### TASK DESCRIPTION:
Answer these about the blog post below:
1. Where was the writer one year ago while crying daily?
2. In what city is the hospital that the amusement park is on the way to?
3. How many rollercoasters have they ridden about a hundred times in the past two years?

___ TEXT FOR ANALYSIS

Sunday, June 30, 2013

Benign Neglect.......

It amazes me that this blog, started in stress and desperation, could become so 'everyday'.  When I reread the first few months' worth of posts, I can clearly see that I have become a different kind of person.  My reaction to Babygirl's last two sets of labs really prove that to me.

Two years ago any minor change in numbers had me on the edge of my seat; no, on the edge of my sanity.  One year ago while away on the mission trip I was crying daily, equal parts desperate to get news and terrified of what the news would be. 

I'm not entirely sure if it is that I have matured or have grown numb. 

Babygirl and I have been frequently to our favorite amusement park.  It's on our way to and from the hospital in Philly, and it's a grand place to stop and take a travel break.  But on a recent trip Babygirl observed, "You know, it isn't quite as much fun when you come so often."  She has a point.  We've ridden those same five rollercoasters about a hundred times in the past two years.  And while your stomach still drops and your hair still stands on end, there is a familiarity to it.  This drop.  That loop.  One more flip.  And it's done.  Next!

______
___ EXTRACTED DATA

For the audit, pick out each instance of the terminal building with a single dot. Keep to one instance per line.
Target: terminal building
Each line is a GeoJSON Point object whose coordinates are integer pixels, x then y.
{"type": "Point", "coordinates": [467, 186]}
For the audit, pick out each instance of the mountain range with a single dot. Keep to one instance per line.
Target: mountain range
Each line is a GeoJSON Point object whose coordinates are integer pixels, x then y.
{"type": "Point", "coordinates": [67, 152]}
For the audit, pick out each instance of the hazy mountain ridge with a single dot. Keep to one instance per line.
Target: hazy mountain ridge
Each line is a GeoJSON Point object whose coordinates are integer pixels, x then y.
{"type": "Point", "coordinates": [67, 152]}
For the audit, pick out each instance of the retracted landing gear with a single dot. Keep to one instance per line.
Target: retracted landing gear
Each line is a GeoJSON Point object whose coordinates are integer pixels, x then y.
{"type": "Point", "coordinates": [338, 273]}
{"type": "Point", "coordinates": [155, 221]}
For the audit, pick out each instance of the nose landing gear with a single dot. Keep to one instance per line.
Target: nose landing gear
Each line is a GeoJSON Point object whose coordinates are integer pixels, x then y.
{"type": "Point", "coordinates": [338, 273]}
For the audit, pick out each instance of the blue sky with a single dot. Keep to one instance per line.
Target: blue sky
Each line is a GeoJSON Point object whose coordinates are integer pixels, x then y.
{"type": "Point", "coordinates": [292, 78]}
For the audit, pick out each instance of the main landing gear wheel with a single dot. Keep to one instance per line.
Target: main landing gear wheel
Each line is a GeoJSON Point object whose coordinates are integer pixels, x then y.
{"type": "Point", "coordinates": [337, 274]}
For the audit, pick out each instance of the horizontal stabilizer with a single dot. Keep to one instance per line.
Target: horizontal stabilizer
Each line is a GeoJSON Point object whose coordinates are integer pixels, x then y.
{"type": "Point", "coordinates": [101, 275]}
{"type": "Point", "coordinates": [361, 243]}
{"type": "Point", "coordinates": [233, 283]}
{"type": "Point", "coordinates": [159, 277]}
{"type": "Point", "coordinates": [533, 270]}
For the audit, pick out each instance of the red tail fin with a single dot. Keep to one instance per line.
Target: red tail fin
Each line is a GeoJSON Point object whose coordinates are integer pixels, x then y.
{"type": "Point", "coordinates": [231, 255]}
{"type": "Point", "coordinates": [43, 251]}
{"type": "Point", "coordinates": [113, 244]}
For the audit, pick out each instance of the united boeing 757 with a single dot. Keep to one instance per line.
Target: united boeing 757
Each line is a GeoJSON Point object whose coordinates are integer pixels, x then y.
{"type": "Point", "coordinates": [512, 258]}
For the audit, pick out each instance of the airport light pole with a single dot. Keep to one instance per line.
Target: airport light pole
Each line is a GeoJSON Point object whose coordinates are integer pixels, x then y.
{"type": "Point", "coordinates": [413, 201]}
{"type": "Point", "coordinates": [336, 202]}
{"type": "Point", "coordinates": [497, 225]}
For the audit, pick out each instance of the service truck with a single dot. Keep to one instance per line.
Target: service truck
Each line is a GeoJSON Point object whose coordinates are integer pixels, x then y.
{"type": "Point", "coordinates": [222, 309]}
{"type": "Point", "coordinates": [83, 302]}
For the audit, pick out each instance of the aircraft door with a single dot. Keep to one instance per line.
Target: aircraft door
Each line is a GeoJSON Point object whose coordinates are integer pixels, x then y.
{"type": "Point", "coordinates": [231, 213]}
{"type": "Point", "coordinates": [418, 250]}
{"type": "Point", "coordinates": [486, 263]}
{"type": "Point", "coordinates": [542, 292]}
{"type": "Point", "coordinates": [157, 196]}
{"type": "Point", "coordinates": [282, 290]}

______

### RESULT OF THE EXERCISE:
1. Away on the mission trip.
2. Philly.
3. Five.